:: Data provided

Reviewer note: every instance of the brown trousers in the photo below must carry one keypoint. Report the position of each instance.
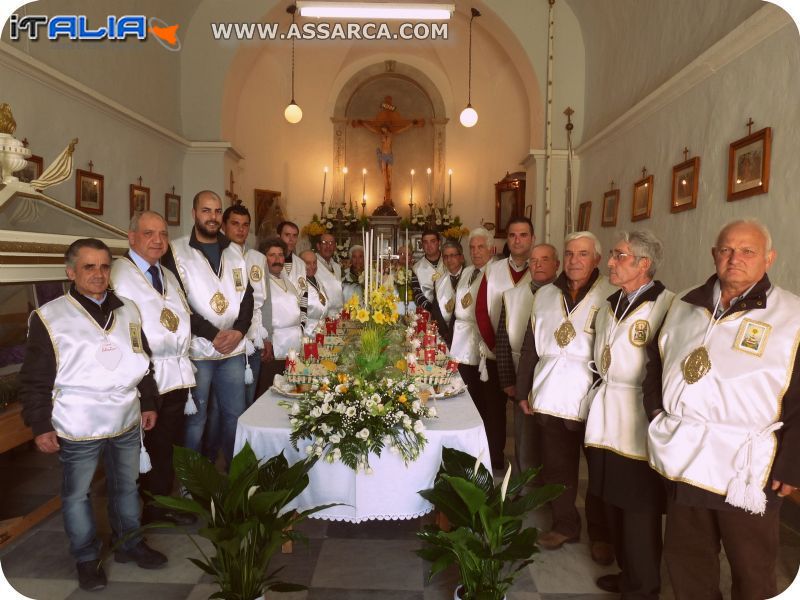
(561, 443)
(692, 544)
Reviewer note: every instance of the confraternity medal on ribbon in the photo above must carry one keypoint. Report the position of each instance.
(219, 303)
(696, 365)
(605, 359)
(564, 334)
(169, 319)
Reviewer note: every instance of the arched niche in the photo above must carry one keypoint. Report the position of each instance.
(413, 96)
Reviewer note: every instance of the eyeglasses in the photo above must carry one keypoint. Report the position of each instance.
(726, 252)
(620, 256)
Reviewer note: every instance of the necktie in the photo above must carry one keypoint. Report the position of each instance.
(156, 275)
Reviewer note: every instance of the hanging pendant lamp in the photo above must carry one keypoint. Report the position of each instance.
(469, 116)
(293, 113)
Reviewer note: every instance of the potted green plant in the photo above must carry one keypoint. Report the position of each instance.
(487, 539)
(244, 516)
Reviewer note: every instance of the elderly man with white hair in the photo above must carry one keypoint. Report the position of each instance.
(616, 428)
(554, 368)
(723, 390)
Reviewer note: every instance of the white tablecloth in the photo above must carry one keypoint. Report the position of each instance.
(390, 492)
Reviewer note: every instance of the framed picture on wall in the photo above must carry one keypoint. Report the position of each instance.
(685, 177)
(32, 170)
(642, 199)
(584, 213)
(748, 165)
(610, 208)
(89, 192)
(172, 209)
(140, 199)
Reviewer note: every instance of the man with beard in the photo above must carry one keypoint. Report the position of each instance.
(236, 226)
(316, 294)
(329, 273)
(514, 321)
(723, 392)
(500, 276)
(554, 368)
(464, 345)
(616, 427)
(166, 323)
(284, 326)
(214, 276)
(427, 270)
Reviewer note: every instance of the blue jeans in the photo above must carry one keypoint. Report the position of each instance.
(226, 379)
(79, 461)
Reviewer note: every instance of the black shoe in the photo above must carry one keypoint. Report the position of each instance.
(178, 518)
(91, 576)
(143, 555)
(609, 583)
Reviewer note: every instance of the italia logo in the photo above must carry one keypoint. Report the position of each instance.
(77, 27)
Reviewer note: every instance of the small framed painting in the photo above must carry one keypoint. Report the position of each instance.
(642, 199)
(685, 177)
(172, 209)
(32, 170)
(748, 165)
(610, 208)
(89, 192)
(140, 199)
(584, 213)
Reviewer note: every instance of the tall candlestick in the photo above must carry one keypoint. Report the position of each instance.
(344, 186)
(450, 194)
(430, 187)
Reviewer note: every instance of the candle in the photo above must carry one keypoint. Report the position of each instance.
(430, 186)
(450, 194)
(344, 185)
(364, 185)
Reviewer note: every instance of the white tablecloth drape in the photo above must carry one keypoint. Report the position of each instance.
(390, 492)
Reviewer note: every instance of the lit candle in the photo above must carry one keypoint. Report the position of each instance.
(430, 186)
(450, 193)
(363, 184)
(344, 185)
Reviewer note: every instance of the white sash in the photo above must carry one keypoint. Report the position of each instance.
(170, 349)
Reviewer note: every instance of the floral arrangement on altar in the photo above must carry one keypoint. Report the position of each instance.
(349, 417)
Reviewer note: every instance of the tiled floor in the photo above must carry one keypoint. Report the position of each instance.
(369, 561)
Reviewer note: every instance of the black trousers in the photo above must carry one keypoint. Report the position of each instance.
(495, 401)
(561, 443)
(636, 536)
(691, 551)
(158, 442)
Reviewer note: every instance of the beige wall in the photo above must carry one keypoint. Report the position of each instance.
(707, 117)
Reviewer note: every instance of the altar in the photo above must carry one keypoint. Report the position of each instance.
(390, 492)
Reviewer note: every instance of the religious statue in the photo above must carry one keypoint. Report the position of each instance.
(387, 123)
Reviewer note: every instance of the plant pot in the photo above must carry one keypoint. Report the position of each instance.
(457, 594)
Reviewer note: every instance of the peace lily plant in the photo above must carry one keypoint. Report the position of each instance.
(487, 539)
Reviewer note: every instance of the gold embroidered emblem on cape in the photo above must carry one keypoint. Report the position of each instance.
(219, 303)
(169, 320)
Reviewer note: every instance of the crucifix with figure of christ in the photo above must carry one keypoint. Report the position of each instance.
(386, 124)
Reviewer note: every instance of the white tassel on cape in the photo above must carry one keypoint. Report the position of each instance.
(190, 408)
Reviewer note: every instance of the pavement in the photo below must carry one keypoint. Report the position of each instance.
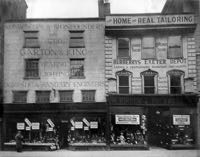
(153, 152)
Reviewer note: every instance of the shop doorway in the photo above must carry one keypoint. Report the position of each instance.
(156, 118)
(63, 135)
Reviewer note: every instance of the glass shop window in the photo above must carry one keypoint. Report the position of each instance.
(66, 96)
(76, 39)
(123, 48)
(174, 47)
(19, 96)
(128, 130)
(148, 48)
(31, 39)
(42, 96)
(87, 130)
(31, 68)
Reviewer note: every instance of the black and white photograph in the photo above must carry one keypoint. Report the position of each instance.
(99, 78)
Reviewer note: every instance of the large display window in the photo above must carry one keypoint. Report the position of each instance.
(128, 129)
(87, 130)
(35, 132)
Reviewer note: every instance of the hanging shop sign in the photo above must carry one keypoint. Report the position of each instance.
(35, 126)
(50, 123)
(78, 125)
(20, 126)
(149, 20)
(94, 125)
(181, 119)
(127, 119)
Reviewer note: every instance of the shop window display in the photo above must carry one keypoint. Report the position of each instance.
(35, 133)
(87, 131)
(128, 130)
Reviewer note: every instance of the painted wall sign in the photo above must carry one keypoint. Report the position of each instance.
(127, 119)
(149, 20)
(20, 126)
(181, 119)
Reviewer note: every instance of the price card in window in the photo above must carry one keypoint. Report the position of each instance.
(78, 125)
(20, 126)
(93, 125)
(36, 126)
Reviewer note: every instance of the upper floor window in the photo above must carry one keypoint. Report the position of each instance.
(175, 81)
(123, 48)
(88, 95)
(31, 68)
(31, 39)
(124, 82)
(148, 48)
(19, 96)
(174, 47)
(66, 96)
(42, 96)
(76, 39)
(77, 68)
(149, 78)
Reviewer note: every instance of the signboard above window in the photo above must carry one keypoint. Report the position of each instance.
(149, 20)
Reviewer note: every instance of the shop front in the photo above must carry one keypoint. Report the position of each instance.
(142, 121)
(55, 126)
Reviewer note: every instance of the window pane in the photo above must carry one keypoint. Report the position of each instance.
(174, 47)
(19, 96)
(76, 39)
(88, 95)
(123, 81)
(77, 67)
(66, 96)
(123, 47)
(124, 90)
(148, 48)
(42, 96)
(148, 80)
(32, 68)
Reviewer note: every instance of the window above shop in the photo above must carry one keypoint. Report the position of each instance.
(31, 68)
(148, 48)
(174, 47)
(31, 39)
(123, 48)
(43, 96)
(175, 81)
(77, 68)
(76, 39)
(88, 95)
(149, 78)
(19, 96)
(66, 96)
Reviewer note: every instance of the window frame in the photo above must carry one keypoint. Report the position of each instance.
(26, 75)
(129, 48)
(129, 75)
(14, 96)
(74, 37)
(149, 73)
(153, 48)
(83, 65)
(33, 37)
(66, 100)
(181, 48)
(179, 73)
(39, 93)
(94, 95)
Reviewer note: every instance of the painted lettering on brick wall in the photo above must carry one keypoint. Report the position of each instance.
(149, 20)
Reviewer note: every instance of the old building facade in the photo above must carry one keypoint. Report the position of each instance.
(118, 81)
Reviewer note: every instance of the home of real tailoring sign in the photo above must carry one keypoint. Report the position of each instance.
(149, 20)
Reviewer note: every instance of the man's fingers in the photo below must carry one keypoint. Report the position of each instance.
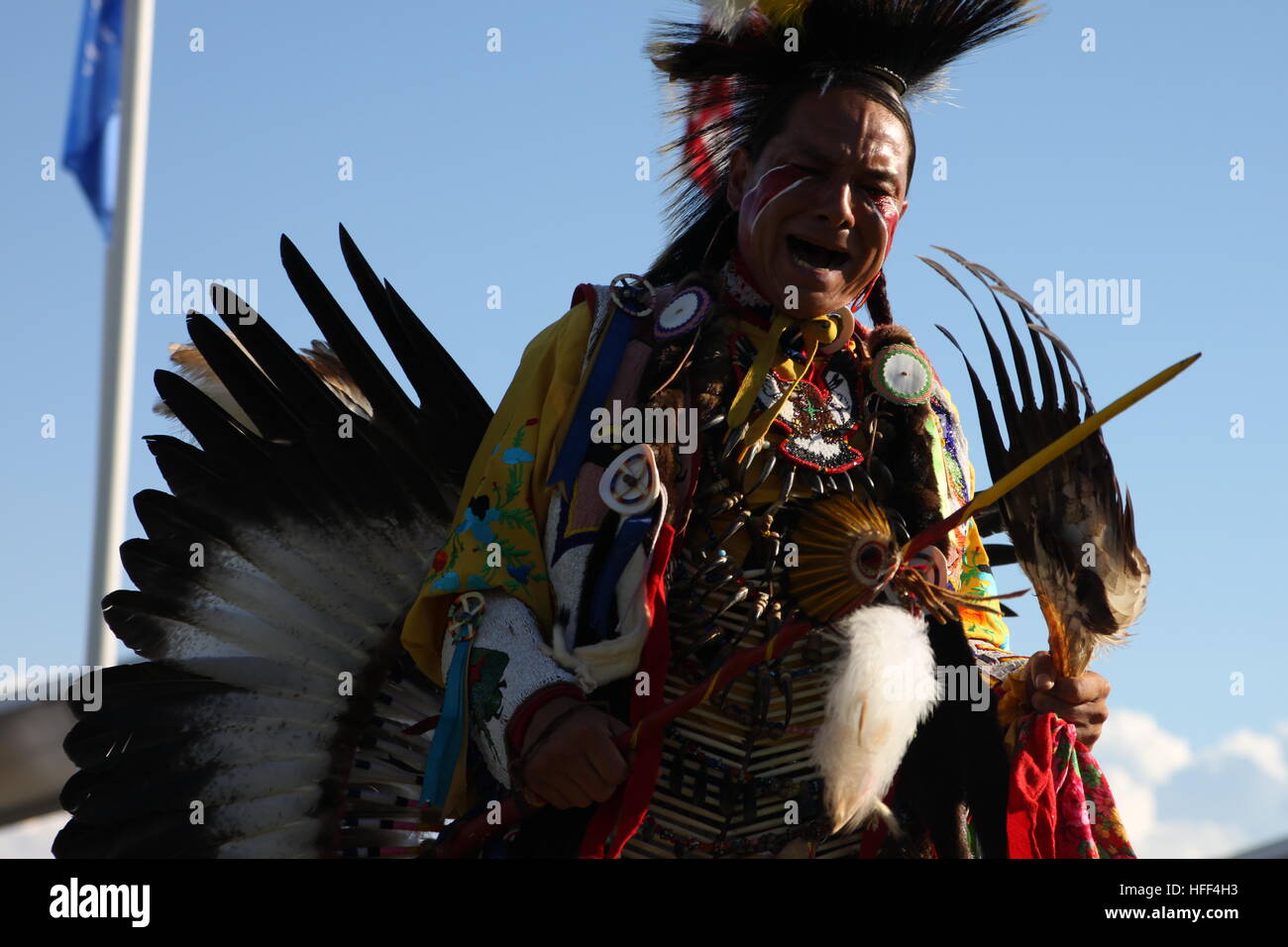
(1041, 672)
(1081, 689)
(1077, 714)
(590, 783)
(606, 761)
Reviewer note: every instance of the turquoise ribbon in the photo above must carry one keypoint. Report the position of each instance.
(446, 748)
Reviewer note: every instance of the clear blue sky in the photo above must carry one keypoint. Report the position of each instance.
(518, 169)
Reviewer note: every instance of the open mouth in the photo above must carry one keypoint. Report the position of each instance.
(814, 257)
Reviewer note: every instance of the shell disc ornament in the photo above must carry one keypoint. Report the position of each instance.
(848, 554)
(902, 373)
(683, 313)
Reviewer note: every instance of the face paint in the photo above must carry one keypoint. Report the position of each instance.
(889, 210)
(773, 183)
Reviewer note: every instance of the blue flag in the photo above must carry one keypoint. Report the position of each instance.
(94, 121)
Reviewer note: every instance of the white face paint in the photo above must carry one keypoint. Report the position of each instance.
(769, 187)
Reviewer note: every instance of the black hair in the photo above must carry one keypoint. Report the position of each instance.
(708, 239)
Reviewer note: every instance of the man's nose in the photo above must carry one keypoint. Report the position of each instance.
(838, 208)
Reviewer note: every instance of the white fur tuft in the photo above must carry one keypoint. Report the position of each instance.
(885, 685)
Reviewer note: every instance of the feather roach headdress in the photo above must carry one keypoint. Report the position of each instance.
(746, 60)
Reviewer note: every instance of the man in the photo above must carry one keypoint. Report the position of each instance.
(616, 569)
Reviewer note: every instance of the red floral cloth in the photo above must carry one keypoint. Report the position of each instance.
(1059, 804)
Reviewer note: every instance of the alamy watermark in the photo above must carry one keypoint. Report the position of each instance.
(176, 295)
(1076, 296)
(656, 425)
(52, 684)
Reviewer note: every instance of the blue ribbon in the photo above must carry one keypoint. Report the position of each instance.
(593, 394)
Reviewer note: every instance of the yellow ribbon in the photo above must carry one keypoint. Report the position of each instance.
(818, 331)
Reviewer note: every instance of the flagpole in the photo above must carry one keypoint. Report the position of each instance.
(120, 326)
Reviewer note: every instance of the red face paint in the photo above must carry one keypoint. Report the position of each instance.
(889, 210)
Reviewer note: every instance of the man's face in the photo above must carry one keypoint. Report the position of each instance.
(818, 208)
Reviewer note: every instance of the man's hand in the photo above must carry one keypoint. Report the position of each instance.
(1078, 699)
(578, 763)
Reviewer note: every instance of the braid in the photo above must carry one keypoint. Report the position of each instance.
(879, 304)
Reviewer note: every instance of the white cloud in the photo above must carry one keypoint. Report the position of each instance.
(1177, 801)
(33, 836)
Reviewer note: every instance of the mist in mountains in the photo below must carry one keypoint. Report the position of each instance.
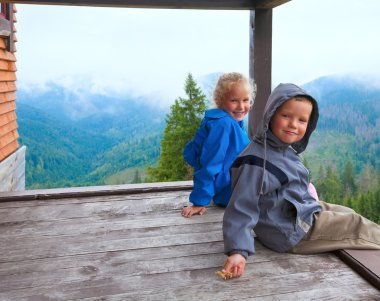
(78, 137)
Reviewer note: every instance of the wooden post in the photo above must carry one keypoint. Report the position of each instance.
(260, 63)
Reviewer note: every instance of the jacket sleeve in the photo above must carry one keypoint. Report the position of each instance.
(213, 153)
(242, 212)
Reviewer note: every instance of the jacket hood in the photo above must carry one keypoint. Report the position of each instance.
(281, 94)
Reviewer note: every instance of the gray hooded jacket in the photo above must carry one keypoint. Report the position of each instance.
(270, 187)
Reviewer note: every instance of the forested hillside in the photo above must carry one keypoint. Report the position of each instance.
(76, 139)
(86, 143)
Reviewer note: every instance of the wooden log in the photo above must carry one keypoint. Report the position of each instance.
(190, 4)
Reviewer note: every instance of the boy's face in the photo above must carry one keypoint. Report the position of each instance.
(236, 102)
(290, 121)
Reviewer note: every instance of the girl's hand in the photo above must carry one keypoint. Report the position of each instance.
(190, 211)
(234, 265)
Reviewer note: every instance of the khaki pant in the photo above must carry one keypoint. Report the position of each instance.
(338, 227)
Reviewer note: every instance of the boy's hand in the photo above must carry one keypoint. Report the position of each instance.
(234, 265)
(190, 211)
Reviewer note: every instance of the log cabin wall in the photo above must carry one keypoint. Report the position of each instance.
(12, 158)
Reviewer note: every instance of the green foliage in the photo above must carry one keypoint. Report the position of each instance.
(182, 121)
(363, 198)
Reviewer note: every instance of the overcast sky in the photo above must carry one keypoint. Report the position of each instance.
(151, 51)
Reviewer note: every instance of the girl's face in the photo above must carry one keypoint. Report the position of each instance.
(290, 121)
(236, 102)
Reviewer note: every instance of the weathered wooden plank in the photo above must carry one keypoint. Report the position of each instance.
(18, 229)
(201, 282)
(190, 4)
(7, 107)
(106, 190)
(147, 266)
(138, 247)
(99, 211)
(157, 197)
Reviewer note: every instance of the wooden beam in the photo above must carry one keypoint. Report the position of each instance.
(190, 4)
(260, 64)
(57, 193)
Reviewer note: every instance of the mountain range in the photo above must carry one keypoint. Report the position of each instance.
(78, 138)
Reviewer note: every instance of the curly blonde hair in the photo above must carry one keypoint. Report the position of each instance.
(225, 83)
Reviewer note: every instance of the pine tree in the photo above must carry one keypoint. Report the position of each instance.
(183, 120)
(348, 180)
(331, 188)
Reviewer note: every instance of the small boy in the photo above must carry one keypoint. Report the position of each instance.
(270, 191)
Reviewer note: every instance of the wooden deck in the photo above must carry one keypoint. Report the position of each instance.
(133, 244)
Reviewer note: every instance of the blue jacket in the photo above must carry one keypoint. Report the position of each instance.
(217, 143)
(270, 187)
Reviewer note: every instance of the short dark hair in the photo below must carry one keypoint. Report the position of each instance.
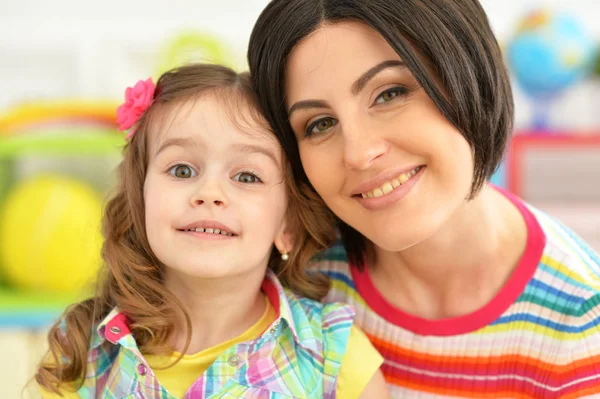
(448, 45)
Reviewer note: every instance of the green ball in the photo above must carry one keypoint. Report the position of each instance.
(50, 234)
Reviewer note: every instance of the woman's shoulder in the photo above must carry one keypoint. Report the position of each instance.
(567, 255)
(332, 262)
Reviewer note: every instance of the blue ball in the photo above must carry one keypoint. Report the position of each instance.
(550, 53)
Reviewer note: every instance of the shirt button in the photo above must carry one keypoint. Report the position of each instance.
(234, 360)
(115, 330)
(142, 370)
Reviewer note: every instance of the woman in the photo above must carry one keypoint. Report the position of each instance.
(398, 112)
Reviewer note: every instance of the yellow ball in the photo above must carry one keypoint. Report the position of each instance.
(50, 234)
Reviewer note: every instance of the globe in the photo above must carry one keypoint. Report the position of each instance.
(549, 53)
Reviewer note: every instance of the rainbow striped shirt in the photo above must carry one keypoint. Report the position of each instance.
(538, 338)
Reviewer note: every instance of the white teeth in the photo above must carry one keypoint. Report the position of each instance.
(211, 231)
(388, 187)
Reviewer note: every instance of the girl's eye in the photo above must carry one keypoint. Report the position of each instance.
(389, 95)
(246, 177)
(182, 171)
(320, 126)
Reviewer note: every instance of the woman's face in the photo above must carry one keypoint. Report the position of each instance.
(372, 142)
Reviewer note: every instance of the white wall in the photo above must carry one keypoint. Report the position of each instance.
(88, 48)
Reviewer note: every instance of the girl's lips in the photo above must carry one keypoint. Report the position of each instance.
(208, 236)
(392, 197)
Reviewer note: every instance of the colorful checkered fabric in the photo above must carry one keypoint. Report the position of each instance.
(298, 356)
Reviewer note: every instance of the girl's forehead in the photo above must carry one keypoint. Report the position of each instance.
(215, 123)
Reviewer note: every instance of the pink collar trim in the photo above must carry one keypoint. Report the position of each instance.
(515, 286)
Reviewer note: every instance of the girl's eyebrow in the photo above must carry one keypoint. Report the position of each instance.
(254, 149)
(183, 142)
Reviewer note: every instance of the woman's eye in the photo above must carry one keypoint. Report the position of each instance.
(320, 126)
(246, 177)
(389, 95)
(182, 171)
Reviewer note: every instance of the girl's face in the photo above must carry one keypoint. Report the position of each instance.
(214, 196)
(372, 142)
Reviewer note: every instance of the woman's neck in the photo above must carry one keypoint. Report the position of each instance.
(219, 309)
(459, 269)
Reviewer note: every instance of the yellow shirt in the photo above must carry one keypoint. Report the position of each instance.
(359, 364)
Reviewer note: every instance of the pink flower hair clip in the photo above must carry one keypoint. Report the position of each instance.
(137, 100)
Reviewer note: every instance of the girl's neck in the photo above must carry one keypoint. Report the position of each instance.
(459, 269)
(219, 309)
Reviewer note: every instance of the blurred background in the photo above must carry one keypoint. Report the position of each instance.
(63, 69)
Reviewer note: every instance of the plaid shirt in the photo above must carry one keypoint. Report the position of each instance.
(298, 356)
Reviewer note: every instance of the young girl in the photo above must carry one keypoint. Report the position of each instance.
(204, 294)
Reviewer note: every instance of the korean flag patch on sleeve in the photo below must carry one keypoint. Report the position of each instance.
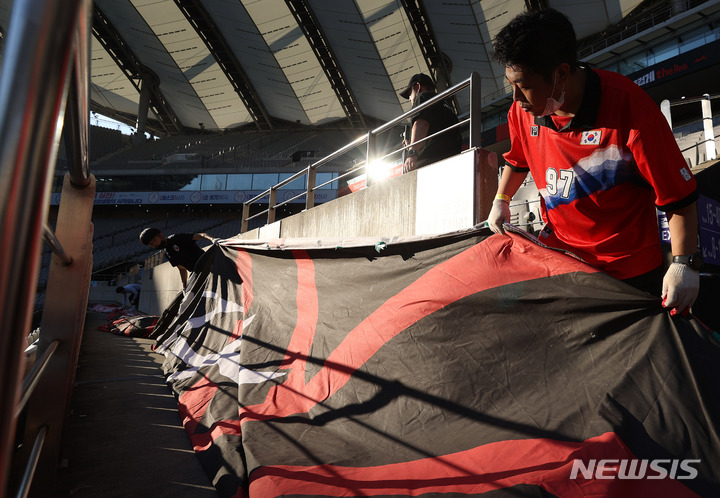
(591, 137)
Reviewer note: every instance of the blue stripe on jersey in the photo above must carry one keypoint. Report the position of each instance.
(601, 171)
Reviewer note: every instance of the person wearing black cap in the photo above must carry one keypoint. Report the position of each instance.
(180, 248)
(428, 122)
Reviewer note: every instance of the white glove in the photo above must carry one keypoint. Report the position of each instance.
(681, 285)
(499, 214)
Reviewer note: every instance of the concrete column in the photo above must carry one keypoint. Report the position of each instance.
(709, 134)
(665, 108)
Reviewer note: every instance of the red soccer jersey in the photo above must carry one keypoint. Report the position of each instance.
(602, 173)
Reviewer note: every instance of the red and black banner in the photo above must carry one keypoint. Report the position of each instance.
(461, 365)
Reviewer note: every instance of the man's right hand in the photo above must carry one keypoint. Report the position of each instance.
(499, 214)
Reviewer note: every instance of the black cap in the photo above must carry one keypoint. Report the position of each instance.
(421, 78)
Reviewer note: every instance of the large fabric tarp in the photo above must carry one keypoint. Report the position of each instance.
(462, 364)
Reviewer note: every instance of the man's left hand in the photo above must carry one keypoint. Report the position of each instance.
(681, 286)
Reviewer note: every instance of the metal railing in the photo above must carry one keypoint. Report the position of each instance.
(44, 84)
(371, 155)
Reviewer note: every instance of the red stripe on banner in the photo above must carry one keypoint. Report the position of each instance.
(237, 331)
(494, 262)
(307, 305)
(243, 265)
(192, 404)
(542, 462)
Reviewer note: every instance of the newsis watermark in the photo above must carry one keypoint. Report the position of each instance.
(633, 468)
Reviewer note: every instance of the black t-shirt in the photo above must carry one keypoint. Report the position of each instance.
(182, 250)
(440, 116)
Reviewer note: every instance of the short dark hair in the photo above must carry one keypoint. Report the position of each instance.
(422, 78)
(148, 234)
(537, 40)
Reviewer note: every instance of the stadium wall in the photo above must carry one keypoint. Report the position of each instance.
(449, 195)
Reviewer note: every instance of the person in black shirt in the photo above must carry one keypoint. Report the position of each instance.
(431, 120)
(180, 248)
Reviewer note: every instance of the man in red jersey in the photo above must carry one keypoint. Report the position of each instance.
(603, 157)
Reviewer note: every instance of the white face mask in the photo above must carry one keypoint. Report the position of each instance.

::::

(Set exercise): Extract, verbatim, the lines from the one containing "Reviewer note: every instance of the stadium" through the last line of the listing above.

(Solution to the problem):
Reviewer note: every instance of the stadium wall in the photo above must carry one keypoint. Report the position of each instance.
(449, 195)
Reviewer note: every instance of the person in black shirt in the photo above must carry one keypoint. Report the position of each instance.
(431, 120)
(180, 248)
Reviewer note: every instance of the man in red jersey in the photo above must carry one keypoint. Report the position of each instance.
(603, 157)
Reviewer note: every instance of the white face mask in the photo above must carry one keypoint. Report the position of each instance.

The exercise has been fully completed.